Supplied data.

####################

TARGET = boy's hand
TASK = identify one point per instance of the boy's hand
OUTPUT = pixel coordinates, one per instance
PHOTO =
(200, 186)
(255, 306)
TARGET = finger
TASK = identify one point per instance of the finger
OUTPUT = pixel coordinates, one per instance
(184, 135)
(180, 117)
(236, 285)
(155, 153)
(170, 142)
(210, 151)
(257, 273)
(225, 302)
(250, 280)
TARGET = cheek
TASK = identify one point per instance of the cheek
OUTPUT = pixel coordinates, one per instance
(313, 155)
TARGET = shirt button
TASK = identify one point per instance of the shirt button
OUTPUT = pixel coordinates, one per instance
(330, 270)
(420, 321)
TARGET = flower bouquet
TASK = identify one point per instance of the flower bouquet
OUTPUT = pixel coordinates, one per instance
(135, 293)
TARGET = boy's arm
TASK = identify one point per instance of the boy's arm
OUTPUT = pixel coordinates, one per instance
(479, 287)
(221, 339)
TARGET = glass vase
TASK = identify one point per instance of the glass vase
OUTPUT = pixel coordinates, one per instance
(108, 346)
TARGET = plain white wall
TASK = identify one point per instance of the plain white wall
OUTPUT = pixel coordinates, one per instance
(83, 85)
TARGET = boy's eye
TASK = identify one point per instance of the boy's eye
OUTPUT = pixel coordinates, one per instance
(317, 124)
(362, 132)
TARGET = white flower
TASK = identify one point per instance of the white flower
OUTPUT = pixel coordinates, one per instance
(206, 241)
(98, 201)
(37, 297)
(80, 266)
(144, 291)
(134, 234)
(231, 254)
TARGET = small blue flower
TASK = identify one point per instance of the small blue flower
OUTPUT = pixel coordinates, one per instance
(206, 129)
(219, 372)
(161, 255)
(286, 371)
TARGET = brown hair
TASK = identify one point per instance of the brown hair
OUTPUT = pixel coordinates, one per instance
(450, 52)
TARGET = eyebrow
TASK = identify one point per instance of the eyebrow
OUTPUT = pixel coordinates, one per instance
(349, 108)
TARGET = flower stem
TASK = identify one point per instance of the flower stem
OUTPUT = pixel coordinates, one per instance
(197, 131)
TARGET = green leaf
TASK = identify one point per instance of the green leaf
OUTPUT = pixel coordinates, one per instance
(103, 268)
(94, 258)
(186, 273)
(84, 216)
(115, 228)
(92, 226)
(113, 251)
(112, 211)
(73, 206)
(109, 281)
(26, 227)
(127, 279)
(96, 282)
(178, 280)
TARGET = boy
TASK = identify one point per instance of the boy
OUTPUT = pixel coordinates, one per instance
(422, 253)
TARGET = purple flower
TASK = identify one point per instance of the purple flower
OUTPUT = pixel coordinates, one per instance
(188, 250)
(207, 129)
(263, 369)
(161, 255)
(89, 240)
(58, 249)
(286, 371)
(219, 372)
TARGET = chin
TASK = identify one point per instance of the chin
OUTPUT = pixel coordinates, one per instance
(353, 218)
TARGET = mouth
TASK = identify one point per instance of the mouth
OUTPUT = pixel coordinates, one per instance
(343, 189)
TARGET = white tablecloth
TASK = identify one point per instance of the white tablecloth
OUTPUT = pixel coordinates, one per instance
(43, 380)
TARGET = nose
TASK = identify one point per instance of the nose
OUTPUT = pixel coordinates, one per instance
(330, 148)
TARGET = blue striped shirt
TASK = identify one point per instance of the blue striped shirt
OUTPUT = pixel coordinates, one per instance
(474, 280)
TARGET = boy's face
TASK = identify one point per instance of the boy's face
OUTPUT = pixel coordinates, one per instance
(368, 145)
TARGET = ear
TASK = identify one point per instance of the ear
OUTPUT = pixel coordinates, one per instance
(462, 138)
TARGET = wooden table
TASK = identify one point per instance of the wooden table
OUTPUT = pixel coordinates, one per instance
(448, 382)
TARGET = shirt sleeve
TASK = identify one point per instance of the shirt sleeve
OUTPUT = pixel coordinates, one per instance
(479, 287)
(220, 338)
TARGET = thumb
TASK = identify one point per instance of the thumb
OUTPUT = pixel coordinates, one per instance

####################

Exercise prompt.
Beginning at the line that holds "TARGET = flower stem", reproduce each line of the records above down to and including the last one.

Answer in full.
TARGET = flower stem
TASK = identify one point per instance of the flower stem
OUTPUT = pixel coordinates, one per instance
(197, 131)
TARGET = green leaf
TASK = identify one point per instance of the green leaf
OUTPUT = pixel coordinates, one per instance
(103, 268)
(94, 258)
(186, 273)
(84, 216)
(115, 228)
(92, 226)
(113, 251)
(112, 211)
(73, 206)
(109, 281)
(26, 227)
(127, 279)
(96, 282)
(178, 280)
TARGET = boy
TASK = identify one point per instance of the boy
OUTPUT = pixel coordinates, one per instance
(422, 253)
TARGET = purple flower
TASK = identify one point per instance of the purple flower
OUTPUT = pixel coordinates, one per instance
(188, 250)
(207, 129)
(263, 369)
(161, 255)
(89, 240)
(58, 249)
(286, 371)
(219, 372)
TARGET = chin
TASK = identify one point per instance of the chin
OUTPUT = pixel coordinates, one per instance
(353, 218)
TARGET = mouth
TASK = identify one point per instance of the mouth
OUTPUT = pixel coordinates, one per instance
(343, 189)
TARGET = white tablecloth
TASK = identify one point per instance of the white tablecloth
OUTPUT = pixel coordinates, one per instance
(43, 380)
TARGET = nose
TASK = identify one point per instance of the nose
OUTPUT = pixel coordinates, one per instance
(330, 148)
TARGET = blue striped shirt
TASK = identify one point per instance of the blue striped shirt
OUTPUT = pixel coordinates, one per instance
(474, 280)
TARGET = boy's face
TASK = identify one point per instance of the boy's face
OUTPUT = pixel coordinates, one per instance
(368, 145)
TARGET = ear
TASK = identify one point per instance of the ear
OUTPUT = pixel coordinates, one per instance
(462, 138)
TARGET = wooden table
TASK = identify one point per instance of the wooden table
OUTPUT = pixel coordinates, one per instance
(448, 382)
TARGET = shirt sleeve
TASK = identify one point per instance of the shirt sleeve
OUTPUT = pixel coordinates, one per instance
(479, 287)
(220, 338)
TARGET = thumb
TASK = identify one point per instance of the thumb
OUTPUT = pixel coordinates, one per instance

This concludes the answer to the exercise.